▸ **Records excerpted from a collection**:
— begin —

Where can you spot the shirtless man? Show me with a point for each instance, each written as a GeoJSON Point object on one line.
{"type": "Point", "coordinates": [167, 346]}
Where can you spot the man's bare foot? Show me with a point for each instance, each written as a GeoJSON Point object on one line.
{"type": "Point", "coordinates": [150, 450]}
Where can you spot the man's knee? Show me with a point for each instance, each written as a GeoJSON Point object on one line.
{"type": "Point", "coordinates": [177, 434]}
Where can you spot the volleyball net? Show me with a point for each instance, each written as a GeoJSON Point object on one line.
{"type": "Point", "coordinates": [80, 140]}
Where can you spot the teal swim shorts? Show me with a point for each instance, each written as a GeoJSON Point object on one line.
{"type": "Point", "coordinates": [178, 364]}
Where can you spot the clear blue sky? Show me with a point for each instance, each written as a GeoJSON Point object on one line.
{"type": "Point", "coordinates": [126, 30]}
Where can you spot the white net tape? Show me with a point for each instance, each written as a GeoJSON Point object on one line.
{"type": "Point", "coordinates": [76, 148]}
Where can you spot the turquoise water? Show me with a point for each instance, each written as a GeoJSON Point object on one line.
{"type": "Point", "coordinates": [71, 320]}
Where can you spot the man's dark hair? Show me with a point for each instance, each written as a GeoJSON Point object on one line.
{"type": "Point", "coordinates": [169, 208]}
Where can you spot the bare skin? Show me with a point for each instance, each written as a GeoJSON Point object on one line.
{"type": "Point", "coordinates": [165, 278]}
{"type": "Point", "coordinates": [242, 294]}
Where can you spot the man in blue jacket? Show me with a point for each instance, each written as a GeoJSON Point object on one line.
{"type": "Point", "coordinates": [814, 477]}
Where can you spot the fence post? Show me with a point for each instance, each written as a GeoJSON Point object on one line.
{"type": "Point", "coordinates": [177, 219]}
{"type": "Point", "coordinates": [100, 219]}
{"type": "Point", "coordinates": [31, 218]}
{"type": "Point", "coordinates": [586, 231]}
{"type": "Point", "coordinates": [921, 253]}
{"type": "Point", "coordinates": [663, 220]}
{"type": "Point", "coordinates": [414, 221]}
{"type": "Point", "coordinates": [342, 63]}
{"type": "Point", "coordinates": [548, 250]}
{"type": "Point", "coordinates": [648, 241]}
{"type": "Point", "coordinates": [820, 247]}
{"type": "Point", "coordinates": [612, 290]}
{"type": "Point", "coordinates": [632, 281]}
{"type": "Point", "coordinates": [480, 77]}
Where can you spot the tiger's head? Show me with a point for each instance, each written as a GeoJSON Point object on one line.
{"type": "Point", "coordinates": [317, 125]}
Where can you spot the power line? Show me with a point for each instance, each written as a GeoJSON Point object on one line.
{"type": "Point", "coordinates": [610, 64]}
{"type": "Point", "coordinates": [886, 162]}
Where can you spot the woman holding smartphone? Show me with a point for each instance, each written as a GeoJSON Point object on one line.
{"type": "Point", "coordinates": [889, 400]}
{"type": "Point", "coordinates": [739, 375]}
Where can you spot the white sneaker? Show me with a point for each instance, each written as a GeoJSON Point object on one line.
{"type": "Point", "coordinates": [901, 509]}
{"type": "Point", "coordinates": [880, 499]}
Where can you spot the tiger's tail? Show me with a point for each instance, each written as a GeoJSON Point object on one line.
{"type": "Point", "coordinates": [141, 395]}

— end —

Express the lines from the one containing "Where can you spot the tiger's tail?" through the end of the records as a JSON list of strings, with one string per line and any blank lines omitted.

[
  "Where can you spot the tiger's tail? Show me with a point for each instance, each written as a GeoJSON Point object on one line.",
  "{\"type\": \"Point\", \"coordinates\": [141, 395]}"
]